(Excerpts from a dataset)
---+---
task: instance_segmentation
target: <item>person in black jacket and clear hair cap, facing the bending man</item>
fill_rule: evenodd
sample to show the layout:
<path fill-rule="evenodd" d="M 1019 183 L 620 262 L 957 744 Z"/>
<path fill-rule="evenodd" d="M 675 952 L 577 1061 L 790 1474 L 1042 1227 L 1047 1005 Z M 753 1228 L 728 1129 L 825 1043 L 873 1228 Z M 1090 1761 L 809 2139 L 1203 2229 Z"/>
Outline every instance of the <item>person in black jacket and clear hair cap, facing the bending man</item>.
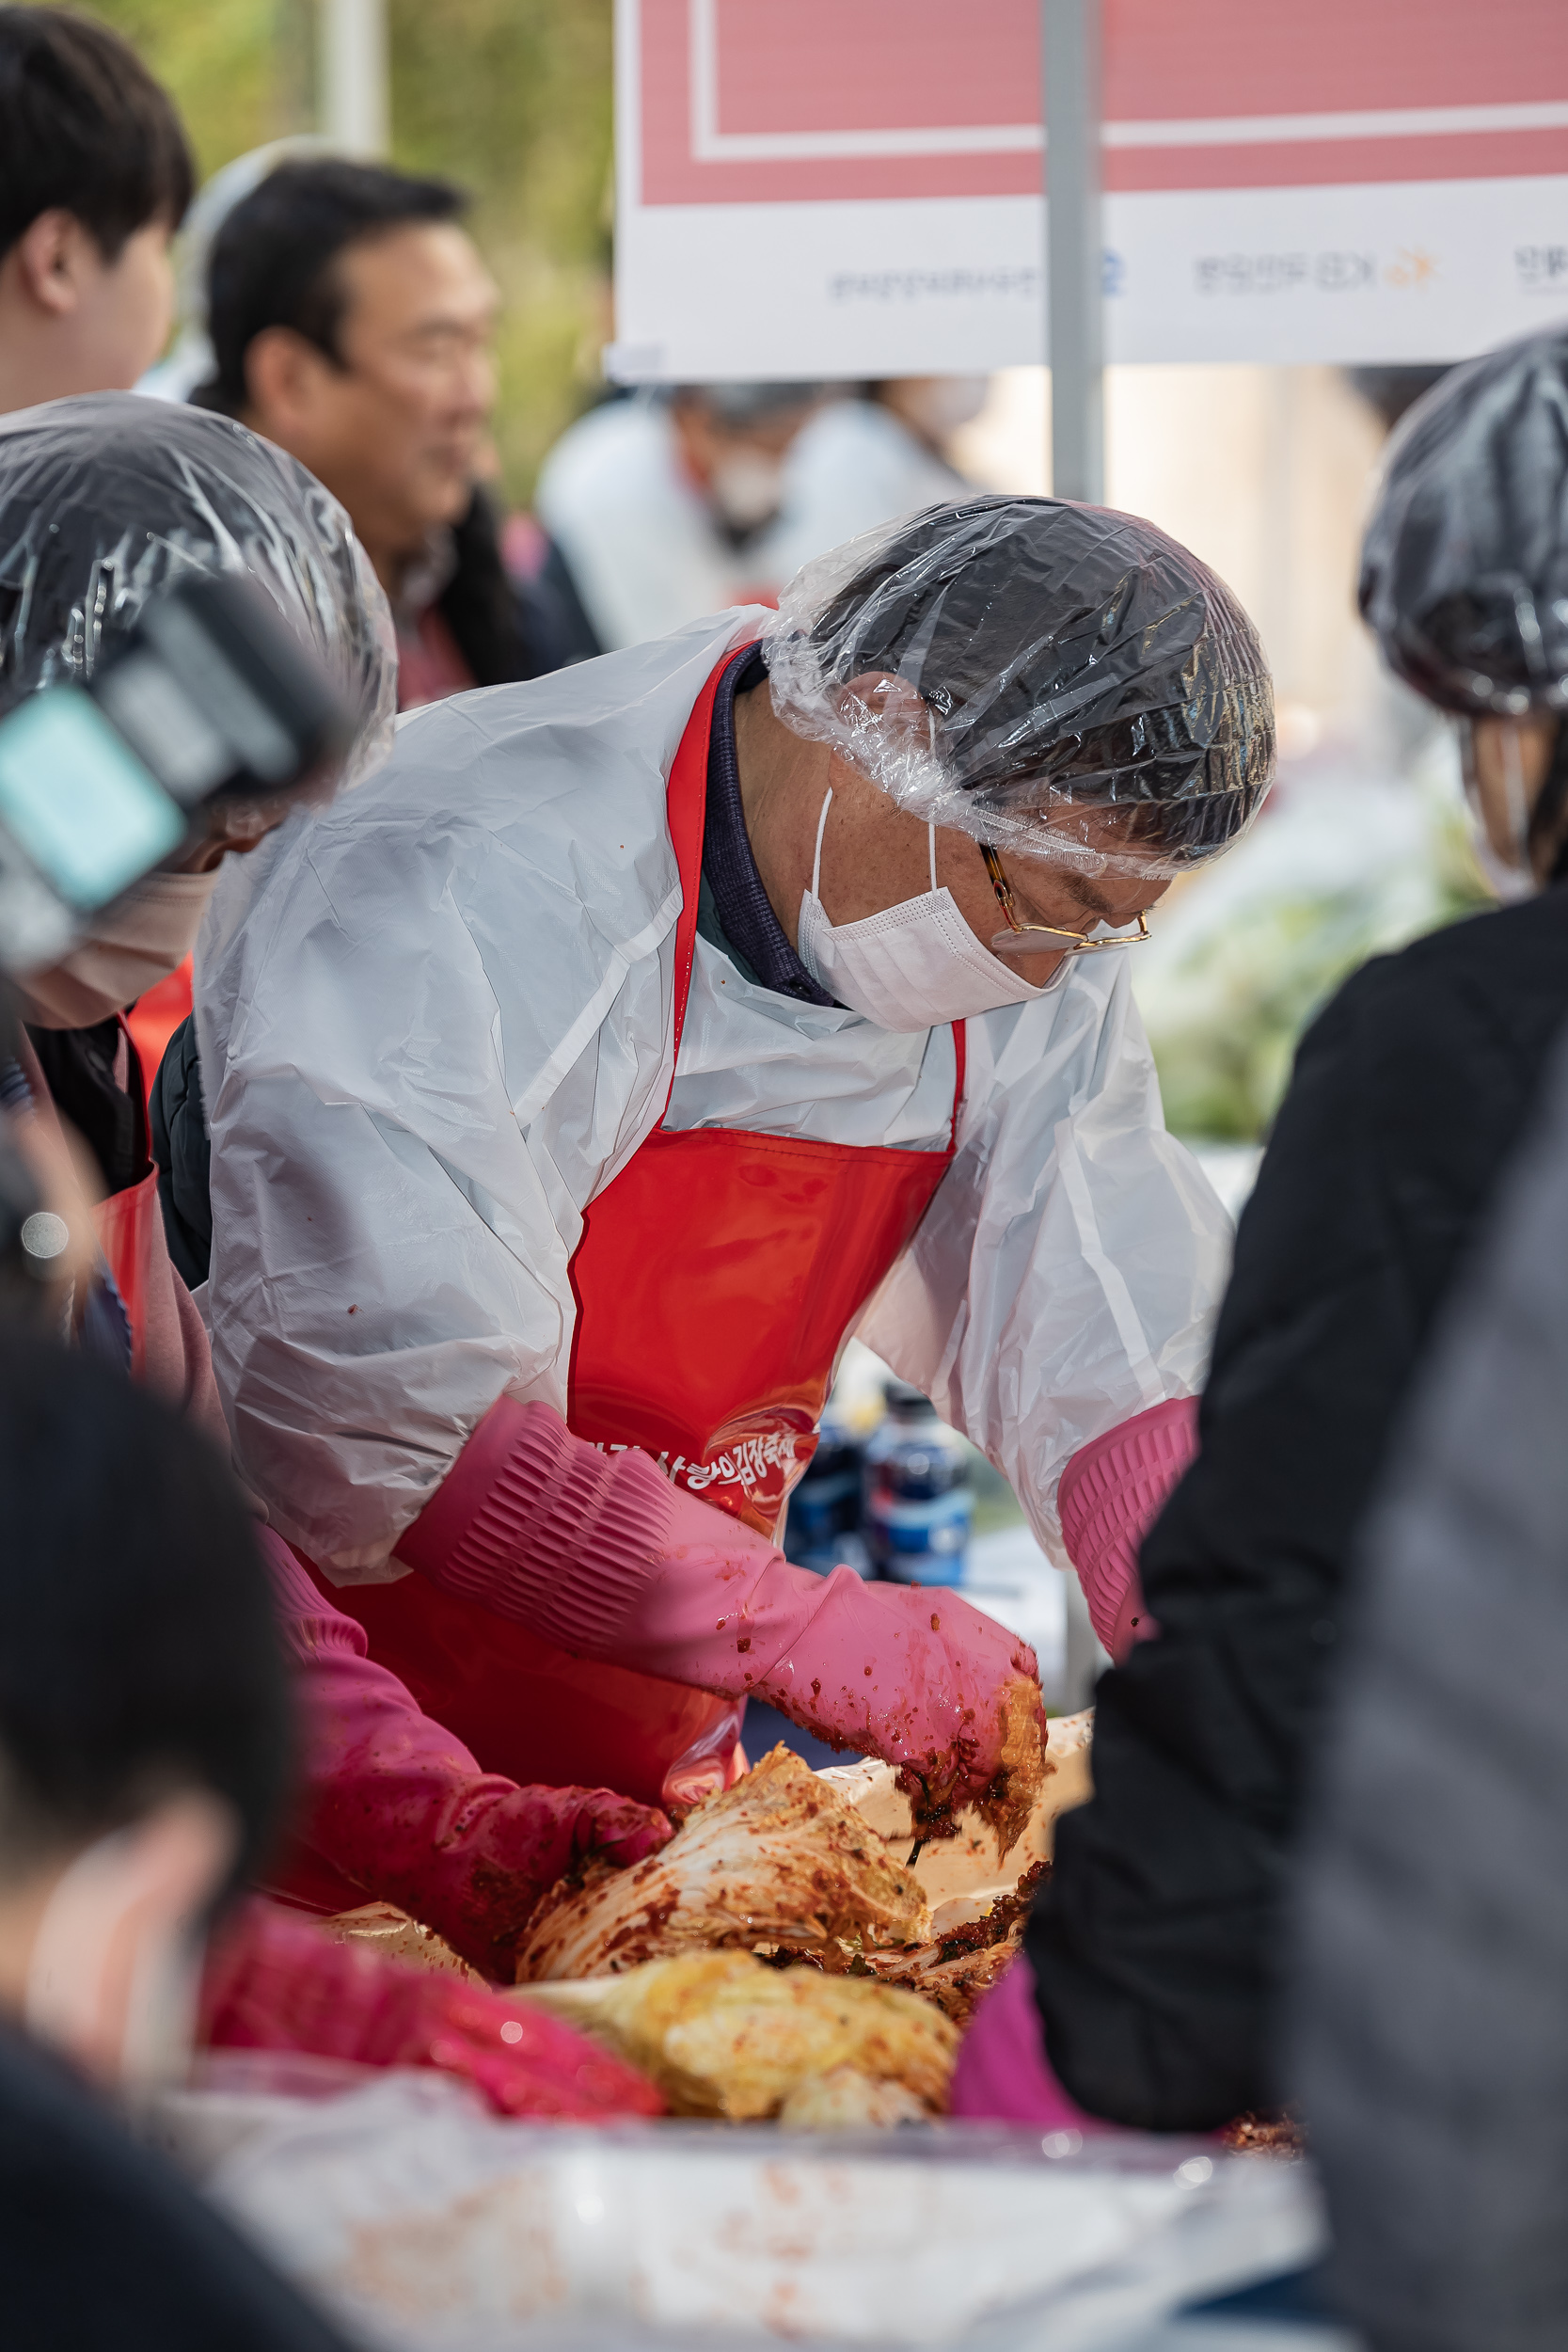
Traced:
<path fill-rule="evenodd" d="M 1159 1639 L 1100 1682 L 954 2112 L 1154 2131 L 1284 2096 L 1284 1896 L 1354 1536 L 1568 1016 L 1568 334 L 1453 369 L 1389 442 L 1361 612 L 1460 729 L 1505 901 L 1305 1035 L 1241 1216 L 1199 1454 L 1143 1543 Z M 1086 2112 L 1084 2112 L 1086 2110 Z"/>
---+---
- **ACTIVITY**: The entries above hold a line with "1019 183 L 620" and a later line with "1474 L 1042". Write out exactly those lines and all lines between, nothing more.

- **TASK RESULT**:
<path fill-rule="evenodd" d="M 1019 183 L 620 262 L 957 744 Z"/>
<path fill-rule="evenodd" d="M 675 952 L 577 1061 L 790 1474 L 1042 1227 L 1047 1005 Z M 753 1228 L 728 1129 L 825 1043 L 873 1228 Z M 1090 1761 L 809 2139 L 1203 2229 Z"/>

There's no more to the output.